• _Pointing dataset records_
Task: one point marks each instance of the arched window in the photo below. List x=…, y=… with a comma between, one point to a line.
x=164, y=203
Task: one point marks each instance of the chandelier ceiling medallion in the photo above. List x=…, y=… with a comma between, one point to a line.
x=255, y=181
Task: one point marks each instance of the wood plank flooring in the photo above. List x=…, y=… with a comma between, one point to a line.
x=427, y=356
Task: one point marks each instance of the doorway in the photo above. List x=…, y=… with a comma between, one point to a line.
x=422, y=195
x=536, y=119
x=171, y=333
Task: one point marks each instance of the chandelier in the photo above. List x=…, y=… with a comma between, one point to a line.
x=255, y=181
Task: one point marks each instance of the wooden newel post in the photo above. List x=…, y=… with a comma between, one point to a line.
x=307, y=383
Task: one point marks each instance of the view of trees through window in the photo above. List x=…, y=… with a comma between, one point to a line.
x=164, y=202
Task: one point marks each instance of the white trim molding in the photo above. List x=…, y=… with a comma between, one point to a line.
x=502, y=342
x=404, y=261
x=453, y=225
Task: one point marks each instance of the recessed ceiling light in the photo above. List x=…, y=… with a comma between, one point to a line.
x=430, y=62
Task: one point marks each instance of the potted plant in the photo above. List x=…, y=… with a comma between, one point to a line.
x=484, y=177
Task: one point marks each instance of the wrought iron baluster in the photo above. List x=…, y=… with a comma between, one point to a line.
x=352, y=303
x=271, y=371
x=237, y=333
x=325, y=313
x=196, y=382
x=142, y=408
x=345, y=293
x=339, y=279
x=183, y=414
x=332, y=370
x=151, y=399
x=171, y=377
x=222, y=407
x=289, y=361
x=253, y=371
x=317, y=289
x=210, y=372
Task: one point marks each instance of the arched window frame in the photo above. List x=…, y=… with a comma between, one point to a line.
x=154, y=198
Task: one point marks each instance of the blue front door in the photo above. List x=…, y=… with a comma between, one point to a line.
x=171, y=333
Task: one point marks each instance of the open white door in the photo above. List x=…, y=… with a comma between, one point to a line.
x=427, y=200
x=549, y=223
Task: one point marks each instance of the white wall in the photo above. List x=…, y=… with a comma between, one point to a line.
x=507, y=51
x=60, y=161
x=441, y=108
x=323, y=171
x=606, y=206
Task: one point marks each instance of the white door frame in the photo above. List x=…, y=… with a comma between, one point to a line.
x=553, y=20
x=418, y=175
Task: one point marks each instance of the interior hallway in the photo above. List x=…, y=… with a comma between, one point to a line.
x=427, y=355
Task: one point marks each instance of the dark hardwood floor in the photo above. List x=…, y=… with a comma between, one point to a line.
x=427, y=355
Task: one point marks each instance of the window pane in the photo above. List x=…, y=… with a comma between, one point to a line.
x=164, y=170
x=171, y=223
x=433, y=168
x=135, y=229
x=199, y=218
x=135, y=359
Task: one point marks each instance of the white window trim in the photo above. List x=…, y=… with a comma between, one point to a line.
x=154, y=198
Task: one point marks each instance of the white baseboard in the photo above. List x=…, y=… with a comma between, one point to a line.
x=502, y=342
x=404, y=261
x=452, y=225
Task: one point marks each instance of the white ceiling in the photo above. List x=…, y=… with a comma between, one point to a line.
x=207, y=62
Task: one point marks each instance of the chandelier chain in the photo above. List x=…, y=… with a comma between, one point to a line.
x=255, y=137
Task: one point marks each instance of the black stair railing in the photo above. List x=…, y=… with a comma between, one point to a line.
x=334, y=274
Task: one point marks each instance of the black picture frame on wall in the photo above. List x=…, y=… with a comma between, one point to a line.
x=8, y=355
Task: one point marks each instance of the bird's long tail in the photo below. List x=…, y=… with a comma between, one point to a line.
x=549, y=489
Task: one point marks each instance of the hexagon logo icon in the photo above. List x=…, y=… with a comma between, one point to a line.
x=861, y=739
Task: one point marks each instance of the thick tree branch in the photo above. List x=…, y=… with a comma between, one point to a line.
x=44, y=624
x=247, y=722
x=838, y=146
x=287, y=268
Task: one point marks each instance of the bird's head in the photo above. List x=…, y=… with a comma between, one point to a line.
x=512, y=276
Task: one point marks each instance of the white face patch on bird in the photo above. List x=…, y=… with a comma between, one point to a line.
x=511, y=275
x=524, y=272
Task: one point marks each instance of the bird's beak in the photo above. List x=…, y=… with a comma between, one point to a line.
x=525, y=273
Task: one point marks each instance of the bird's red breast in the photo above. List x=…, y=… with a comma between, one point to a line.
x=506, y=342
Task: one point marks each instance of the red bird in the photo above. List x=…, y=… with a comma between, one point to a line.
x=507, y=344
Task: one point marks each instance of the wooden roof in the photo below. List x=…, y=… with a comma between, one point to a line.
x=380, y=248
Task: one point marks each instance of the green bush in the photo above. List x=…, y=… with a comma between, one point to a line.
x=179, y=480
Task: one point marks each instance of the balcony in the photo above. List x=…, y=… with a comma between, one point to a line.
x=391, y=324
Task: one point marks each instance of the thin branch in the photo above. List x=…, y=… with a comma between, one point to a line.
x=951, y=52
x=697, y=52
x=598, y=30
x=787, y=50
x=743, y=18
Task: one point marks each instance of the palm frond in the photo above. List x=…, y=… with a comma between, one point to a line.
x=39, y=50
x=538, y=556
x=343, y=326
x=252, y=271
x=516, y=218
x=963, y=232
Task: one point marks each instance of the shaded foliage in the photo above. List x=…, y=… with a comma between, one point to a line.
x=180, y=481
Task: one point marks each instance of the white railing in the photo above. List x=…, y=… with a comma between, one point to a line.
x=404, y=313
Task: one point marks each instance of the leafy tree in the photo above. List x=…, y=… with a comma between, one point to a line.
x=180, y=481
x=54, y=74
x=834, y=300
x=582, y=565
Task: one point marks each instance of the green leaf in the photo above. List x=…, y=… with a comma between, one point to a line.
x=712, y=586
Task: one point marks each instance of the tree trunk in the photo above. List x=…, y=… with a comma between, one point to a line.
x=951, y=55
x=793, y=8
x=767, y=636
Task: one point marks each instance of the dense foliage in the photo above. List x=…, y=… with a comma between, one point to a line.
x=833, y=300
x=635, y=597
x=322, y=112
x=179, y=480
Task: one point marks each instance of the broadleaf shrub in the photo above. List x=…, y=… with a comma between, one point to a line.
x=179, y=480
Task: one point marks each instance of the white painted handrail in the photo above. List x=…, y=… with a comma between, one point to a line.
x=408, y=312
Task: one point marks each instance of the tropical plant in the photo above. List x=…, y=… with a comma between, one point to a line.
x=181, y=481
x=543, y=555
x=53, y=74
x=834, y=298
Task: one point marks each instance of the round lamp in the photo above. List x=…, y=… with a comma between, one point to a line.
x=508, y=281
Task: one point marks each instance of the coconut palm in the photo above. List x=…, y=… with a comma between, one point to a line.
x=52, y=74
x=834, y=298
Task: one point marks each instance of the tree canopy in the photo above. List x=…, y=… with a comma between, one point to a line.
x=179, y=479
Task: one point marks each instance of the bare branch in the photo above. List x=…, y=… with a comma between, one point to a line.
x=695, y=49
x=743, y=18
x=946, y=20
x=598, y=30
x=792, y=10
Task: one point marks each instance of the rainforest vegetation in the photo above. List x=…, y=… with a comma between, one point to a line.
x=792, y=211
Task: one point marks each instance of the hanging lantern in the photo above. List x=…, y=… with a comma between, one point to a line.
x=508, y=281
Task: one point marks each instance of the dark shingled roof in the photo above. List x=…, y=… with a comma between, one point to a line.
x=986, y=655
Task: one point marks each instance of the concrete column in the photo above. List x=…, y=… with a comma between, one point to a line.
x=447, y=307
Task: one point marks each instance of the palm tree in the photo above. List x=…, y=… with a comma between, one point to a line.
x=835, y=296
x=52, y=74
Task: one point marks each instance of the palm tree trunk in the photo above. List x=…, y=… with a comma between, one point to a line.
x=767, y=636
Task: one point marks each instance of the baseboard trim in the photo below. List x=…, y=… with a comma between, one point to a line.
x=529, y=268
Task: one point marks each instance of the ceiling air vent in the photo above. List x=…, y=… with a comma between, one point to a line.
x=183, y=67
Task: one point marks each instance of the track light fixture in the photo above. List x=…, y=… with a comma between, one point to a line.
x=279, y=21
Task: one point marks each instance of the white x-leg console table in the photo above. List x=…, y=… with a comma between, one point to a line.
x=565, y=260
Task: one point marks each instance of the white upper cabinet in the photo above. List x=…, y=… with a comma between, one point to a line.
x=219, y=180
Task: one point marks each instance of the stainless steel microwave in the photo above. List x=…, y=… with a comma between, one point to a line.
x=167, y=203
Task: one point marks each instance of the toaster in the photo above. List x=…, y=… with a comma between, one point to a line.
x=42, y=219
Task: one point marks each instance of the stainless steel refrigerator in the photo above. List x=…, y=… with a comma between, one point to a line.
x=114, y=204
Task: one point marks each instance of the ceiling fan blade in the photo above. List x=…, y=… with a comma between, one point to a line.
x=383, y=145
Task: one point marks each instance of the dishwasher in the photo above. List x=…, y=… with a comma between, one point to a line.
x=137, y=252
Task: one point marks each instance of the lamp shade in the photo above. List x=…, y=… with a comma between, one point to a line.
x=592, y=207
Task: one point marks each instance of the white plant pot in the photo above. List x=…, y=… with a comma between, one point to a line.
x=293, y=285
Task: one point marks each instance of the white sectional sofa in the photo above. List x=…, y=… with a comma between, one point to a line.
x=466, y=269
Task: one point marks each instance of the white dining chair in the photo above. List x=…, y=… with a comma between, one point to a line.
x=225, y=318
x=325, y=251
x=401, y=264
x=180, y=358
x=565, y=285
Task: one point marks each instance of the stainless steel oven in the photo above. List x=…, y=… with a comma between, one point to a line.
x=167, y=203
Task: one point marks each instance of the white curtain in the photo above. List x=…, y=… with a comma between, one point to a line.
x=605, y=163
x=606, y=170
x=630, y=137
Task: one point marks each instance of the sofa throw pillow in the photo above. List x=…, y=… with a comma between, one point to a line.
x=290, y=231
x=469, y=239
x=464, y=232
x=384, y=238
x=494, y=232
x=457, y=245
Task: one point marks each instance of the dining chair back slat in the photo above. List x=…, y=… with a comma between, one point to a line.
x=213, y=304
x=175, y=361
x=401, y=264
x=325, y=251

• _Exercise task_
Put the material between the lines holding "Task: one point marks each instance of the wood plank" and "x=430, y=62", inclusive, into a two-column CSV with the headers task_text and answer_points. Give one row for each line beginning "Task:" together with the coordinate lines under it, wrap each field in quotation marks, and replace line breaks with spaces.

• _Solved exercise_
task_text,answer_points
"Task: one point marks each instance of the wood plank flooring in the photo above. List x=…, y=… with a comma between, one point to a line.","x=427, y=356"
"Task: one point marks each instance of the doorway in the photo above. List x=…, y=… with a comma between, one point to a line.","x=422, y=195 x=536, y=119 x=171, y=333"
"Task: one point marks each instance of the chandelier in the photo above. List x=…, y=… with a comma between, one point to a line.","x=255, y=181"
"Task: one point marks each instance of the wooden newel post in the photo above. List x=…, y=… with a comma between, one point to a line.","x=307, y=383"
"Task: one point marks each instance of the view of trees through window in the photo above. List x=…, y=… with a comma between, one point to a line.","x=164, y=202"
"Task: one point marks each instance of the white trim molding in the photo above. List x=…, y=… with a comma between, one point to a line.","x=502, y=342 x=404, y=261 x=453, y=225"
"Task: one point marks each instance of the recessed ceiling light in the photo above. List x=…, y=… with a comma between, one point to a line.","x=430, y=62"